— TASK TO COMPLETE —
Write out the data below exactly as given, without any of its pictures.

--- DATASET ENTRIES ---

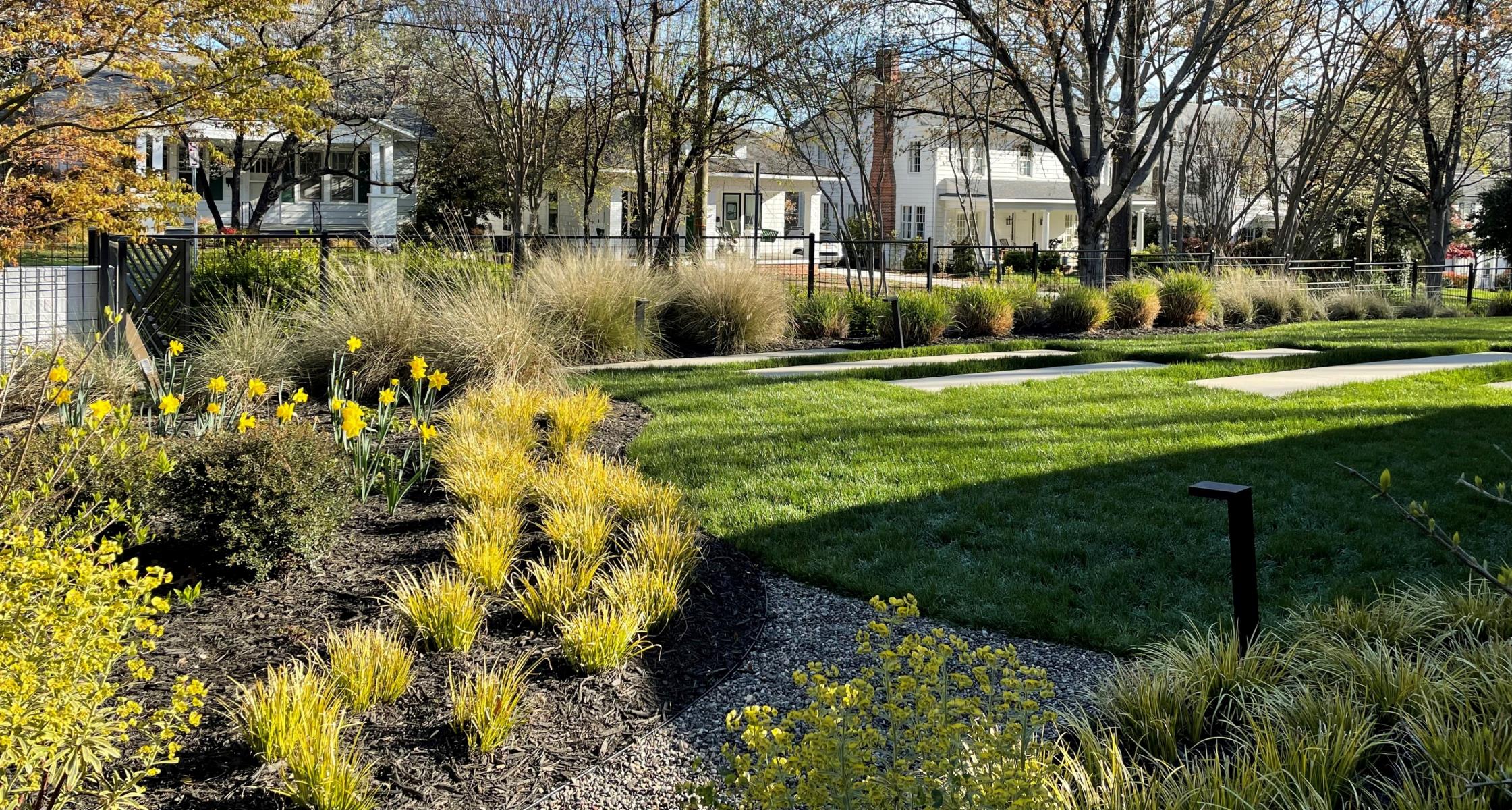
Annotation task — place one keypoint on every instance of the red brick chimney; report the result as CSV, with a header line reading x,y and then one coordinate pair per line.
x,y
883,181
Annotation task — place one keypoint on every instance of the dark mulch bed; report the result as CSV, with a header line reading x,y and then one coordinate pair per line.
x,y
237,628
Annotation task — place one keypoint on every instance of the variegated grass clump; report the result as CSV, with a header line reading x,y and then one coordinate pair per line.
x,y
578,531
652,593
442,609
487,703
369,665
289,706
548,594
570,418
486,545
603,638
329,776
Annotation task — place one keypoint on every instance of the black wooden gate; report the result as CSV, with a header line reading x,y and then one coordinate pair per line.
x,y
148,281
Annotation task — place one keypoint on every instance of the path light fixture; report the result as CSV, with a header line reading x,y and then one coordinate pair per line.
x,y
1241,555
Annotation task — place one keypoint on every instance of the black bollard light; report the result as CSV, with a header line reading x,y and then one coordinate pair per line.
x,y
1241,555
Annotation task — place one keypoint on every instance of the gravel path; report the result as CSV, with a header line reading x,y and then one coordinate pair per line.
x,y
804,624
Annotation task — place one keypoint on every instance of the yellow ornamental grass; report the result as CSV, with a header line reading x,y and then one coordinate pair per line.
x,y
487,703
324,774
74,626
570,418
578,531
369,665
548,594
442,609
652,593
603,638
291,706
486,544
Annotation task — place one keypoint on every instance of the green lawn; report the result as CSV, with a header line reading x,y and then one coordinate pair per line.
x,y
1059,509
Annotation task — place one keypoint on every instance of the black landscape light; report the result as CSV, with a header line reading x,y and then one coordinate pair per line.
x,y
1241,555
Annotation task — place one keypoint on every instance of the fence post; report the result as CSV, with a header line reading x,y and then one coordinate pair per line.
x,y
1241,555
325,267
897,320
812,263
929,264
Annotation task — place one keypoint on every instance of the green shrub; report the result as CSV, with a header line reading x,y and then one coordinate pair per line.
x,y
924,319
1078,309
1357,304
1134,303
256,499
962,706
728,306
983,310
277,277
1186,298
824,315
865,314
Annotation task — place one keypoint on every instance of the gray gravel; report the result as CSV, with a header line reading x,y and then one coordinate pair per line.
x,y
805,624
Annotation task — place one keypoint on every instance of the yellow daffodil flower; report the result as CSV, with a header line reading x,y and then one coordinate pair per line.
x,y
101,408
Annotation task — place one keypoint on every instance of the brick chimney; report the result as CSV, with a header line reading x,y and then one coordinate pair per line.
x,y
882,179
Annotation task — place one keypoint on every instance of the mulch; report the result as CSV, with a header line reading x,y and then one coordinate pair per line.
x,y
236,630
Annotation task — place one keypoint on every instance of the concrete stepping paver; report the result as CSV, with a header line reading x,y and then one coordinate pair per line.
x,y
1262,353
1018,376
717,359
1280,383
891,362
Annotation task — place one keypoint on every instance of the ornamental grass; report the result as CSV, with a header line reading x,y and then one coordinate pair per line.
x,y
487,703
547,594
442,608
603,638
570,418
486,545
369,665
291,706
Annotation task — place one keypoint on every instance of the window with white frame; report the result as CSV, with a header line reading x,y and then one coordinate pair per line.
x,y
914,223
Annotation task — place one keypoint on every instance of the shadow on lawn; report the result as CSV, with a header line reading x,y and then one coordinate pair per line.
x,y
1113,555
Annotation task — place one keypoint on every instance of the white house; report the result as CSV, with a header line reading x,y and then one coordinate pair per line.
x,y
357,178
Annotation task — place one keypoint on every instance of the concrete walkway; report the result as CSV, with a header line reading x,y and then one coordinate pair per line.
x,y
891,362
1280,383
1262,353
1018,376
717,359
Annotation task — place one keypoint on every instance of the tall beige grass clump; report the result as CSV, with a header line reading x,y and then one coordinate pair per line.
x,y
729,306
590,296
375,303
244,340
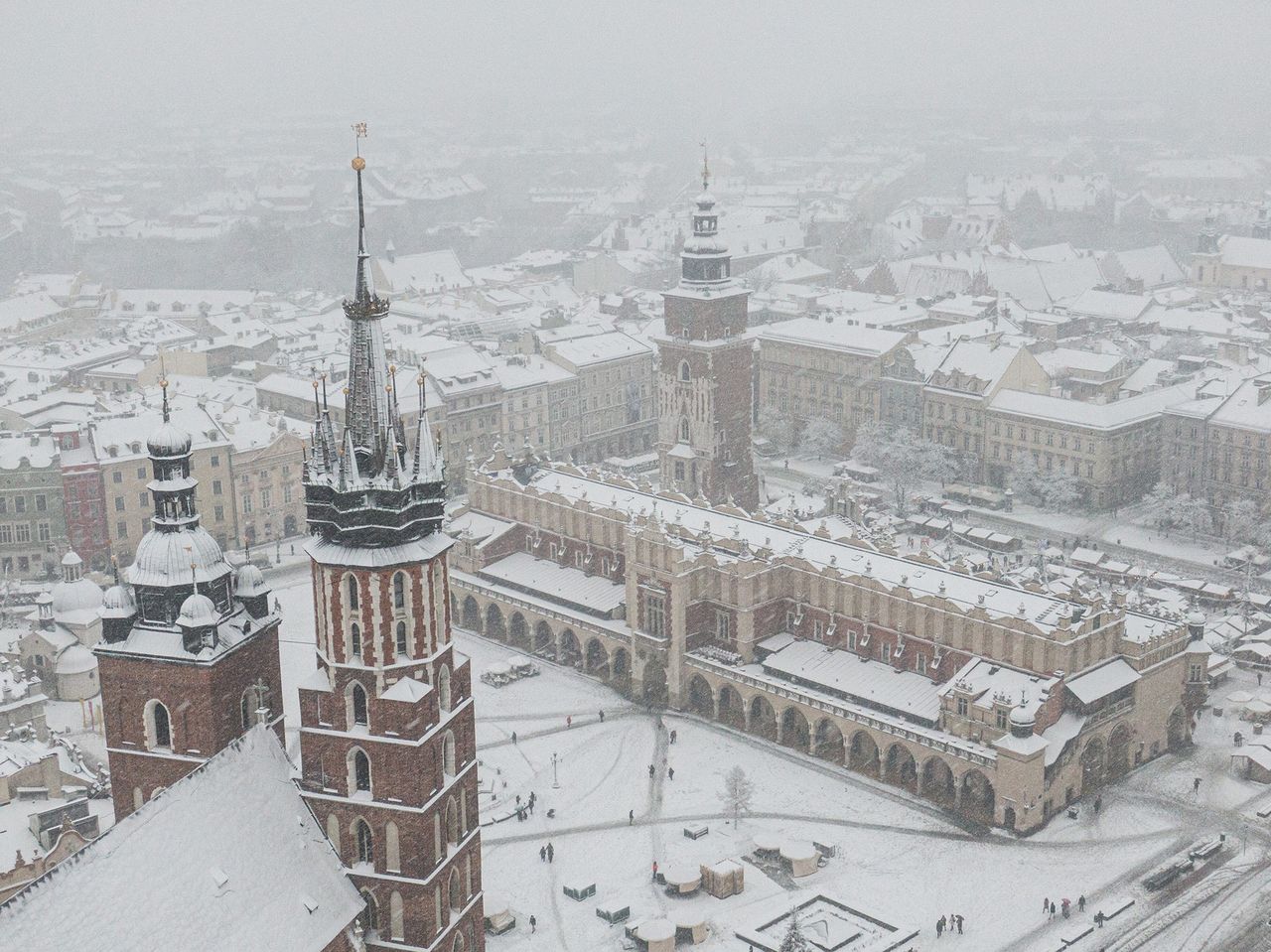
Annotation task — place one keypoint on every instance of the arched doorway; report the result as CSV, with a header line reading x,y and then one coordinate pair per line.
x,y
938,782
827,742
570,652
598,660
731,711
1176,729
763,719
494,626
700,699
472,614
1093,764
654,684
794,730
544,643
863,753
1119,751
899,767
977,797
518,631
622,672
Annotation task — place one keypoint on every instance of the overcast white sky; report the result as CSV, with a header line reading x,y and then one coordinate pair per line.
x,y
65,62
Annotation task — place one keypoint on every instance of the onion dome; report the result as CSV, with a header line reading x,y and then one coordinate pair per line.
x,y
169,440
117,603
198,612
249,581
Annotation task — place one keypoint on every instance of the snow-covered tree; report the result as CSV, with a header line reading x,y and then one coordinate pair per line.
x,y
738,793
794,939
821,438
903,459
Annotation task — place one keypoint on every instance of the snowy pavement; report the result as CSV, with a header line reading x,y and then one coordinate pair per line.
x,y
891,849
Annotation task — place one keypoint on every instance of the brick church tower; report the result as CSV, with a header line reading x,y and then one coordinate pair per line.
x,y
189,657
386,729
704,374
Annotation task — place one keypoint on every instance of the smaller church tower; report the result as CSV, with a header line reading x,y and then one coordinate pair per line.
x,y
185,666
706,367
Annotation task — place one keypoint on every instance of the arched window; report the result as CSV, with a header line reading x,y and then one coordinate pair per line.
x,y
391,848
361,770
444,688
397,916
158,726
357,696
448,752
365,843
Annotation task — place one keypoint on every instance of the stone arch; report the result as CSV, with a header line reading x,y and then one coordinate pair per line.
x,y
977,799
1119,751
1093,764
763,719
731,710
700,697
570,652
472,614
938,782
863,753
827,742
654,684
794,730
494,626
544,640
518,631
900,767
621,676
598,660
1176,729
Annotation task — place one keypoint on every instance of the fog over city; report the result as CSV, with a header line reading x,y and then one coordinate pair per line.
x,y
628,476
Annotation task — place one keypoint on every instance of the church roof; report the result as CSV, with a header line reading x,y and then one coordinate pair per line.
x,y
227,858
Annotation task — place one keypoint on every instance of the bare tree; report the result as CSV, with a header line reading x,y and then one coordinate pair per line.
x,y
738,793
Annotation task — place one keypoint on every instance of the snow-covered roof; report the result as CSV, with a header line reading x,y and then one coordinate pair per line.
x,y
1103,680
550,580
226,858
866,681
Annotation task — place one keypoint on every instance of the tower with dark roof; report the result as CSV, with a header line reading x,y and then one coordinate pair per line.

---

— RESULT —
Annotation task — place one keypoint on every instance of the red brick chimney; report the result as CSV, with a header line reading x,y and then one coordinate pair per line.
x,y
883,181
Annotation task — place one keypoint on every instance of the dark mulch bed; report the result as CSV, with a header line reading x,y and then one coordinate pair per line.
x,y
237,628
Annotation task — place one keypoint on every instance of the variegated grass clump; report the result as CSV, with a header line reading x,y and then one coordinate pair per line.
x,y
578,531
652,593
442,609
487,703
369,665
289,706
548,594
570,418
486,545
603,638
329,776
Annotation task — place one keypoint on every instance of the black wooden gate; report the result as CSV, with a header line reading x,y and then one coordinate pair per line.
x,y
148,281
Annotation task — place one keypoint on every instance of the path light fixture; report the result as CSV, with a header line reading x,y and then one coordinate pair per line.
x,y
1241,555
Annotation task — place one keypoint on every instance of the black bollard light; report the result as CSV, with a header line reading x,y and then one coordinate pair per line.
x,y
1241,555
Annotation task — place one keypoint on every instance of the gravel path; report the result as CSV, with a header line reading x,y and then one coordinate pair per line.
x,y
804,624
Annotation task — place one keypoint on every instance of the yellow ornamental grass; report the result as CSV, with a header line reading x,y and then one coordinate pair per line.
x,y
487,703
324,774
74,626
570,418
578,531
369,665
548,594
442,609
652,593
603,638
291,706
486,544
Annotation task — place one keypoint on every instance of the green lawn; report the result as CSV, with a header line reading x,y and then one coordinate pair per line.
x,y
1059,509
Annotation task — place one keypoint on every instance of the black landscape light; report the result as CSV, with a header line reading x,y and then one coordinate pair per line.
x,y
1241,555
Annotation task — place one keypoint on every instance of the fence post; report the result as CSV, with a header line reading x,y and then one coordinate pair per line.
x,y
1241,555
325,267
897,320
812,263
929,264
Annotation task — place one keypoint on every instance of the green shrub; report the result as CSV, with a header line reading x,y and then one coordinate pair per line.
x,y
924,319
1078,309
1357,304
1134,303
256,499
962,706
728,306
983,310
277,277
1186,298
824,315
865,314
Annotation task — place one keypoint on every instance of the gray gravel; report the result as CSV, with a header line reading x,y and then one coordinate pair per line.
x,y
805,624
Annotation task — place one keypoint on every instance of the yellow daffodil flower; report the result as CSV, with a header line reading x,y and then one coordinate pair per line.
x,y
101,408
Annotation task — place one keypoint on every instance of the brick chimney; report the result as CSV, with a header line reading x,y and then one coordinate pair per line.
x,y
882,179
Annotation task — place one keypoint on every instance of the mulch; report the result as CSV, with a header line reading x,y and then one coordinate pair per line.
x,y
236,630
Annotation task — place one keypoint on every instance of the concrete stepping paver; report the result as CSV, with a header line reading x,y and then one coordinate pair per line.
x,y
1262,353
1018,376
717,359
1280,383
891,362
Annotation task — place one keypoint on every instance of the ornamental grass; report the result as CSV, with a header line reading x,y and then one coordinate pair per line.
x,y
487,703
547,594
442,608
603,638
570,418
486,545
369,665
291,706
Annotation task — place one keypoint on every instance of the window with white frame; report the result as CSV, with a header line reading x,y and then one coordinate pair per line.
x,y
914,223
Annotation task — place one keypoint on every instance of the shadow on lawn; report the result as CSV, with a header line reading x,y and then one coordinate pair per line.
x,y
1113,555
Annotation task — place one keypoint on every instance of the white house; report the result as CSV, with a header line reading x,y and then one coordinate pair per line.
x,y
357,178
Annotation task — place one keypoint on every instance of the concrete walkway; report the result as CSV, with a header line reading x,y and then one coordinate pair per line.
x,y
891,362
1280,383
1262,353
1018,376
717,359
Annotation task — place one keypoint on every instance of the tall beige grass clump; report the result as CSV, with a header line reading x,y and then one coordinate pair per line.
x,y
729,306
590,296
375,303
244,340
Annotation task — place one keypoint on every instance of the arched doorway; report the result as CSV, with a header line reading x,y and then one coordinate pair per line.
x,y
938,782
827,742
570,652
598,660
731,711
1176,729
763,719
494,626
700,699
472,614
1093,764
654,684
794,730
544,643
863,753
1119,751
899,767
977,797
518,631
622,672
Annotation task — place one keypoint on every instance of the overcast white sky; report the result as CSV, with a header line reading x,y and then one coordinate pair per line.
x,y
65,62
Annotation task — place one keypoint on every instance of the onion dome; report the result as CSV, with a header line reading x,y and then one coordinate pair per line.
x,y
169,440
117,603
198,612
249,581
Annotation task — place one keypoint on every instance of the snow-covered tree; report the result as CSV, with a header line reading x,y and then one coordinate pair per line.
x,y
738,793
794,939
821,438
903,459
Annotation task — place one keypoint on every instance of the snowy pavement; report the result as CSV, with a header line reading x,y and then one coordinate pair per line.
x,y
891,849
Annotation task — place one keypoint on every instance of the brick church tower; report the result as CSV, with a header line reading x,y and then one coordinate pair per line.
x,y
189,657
386,729
704,374
Annotation task — place one keypoint on every instance of the smaller church tower; report the result as CSV, with a header line reading x,y and then one coordinate pair per line.
x,y
185,666
706,367
Annotation task — place one keypoint on every instance of the arched window; report the result as CSV, with a header line reading x,y and then one coordinate pair per line.
x,y
391,848
361,770
444,688
397,916
158,726
357,696
448,752
365,843
Annotation task — place one keypoint on every instance of the stone arch; report the result as CSV, with a header line reading x,y and then one coordinate pair per line.
x,y
977,799
1119,751
1093,764
763,719
731,710
700,697
570,652
472,614
938,782
863,753
827,742
654,684
794,730
494,626
544,640
518,631
900,767
621,676
598,660
1176,729
Annotation task — place one keypoint on every instance of the fog over city; report the result as CSV, with a header line reading x,y and then one coordinate pair per line.
x,y
628,476
Annotation task — place one keypoint on every instance of the church roof; report the result as CSV, with a header line reading x,y and then one coordinate pair per line.
x,y
227,858
Annotation task — place one keypoint on every instance of the bare tree; report the result as CSV, with a header line reading x,y and then one coordinate pair per line.
x,y
738,793
Annotation task — place one keypoint on every instance of the snow-covered roof; report the result as CSV, with a header line reading x,y and then one coordinate pair per line.
x,y
1103,680
550,580
226,858
866,681
Annotation task — place one keypoint on every instance of the tower with dark roof; report the result as CSV, with a header line reading x,y and then one coordinate pair per line.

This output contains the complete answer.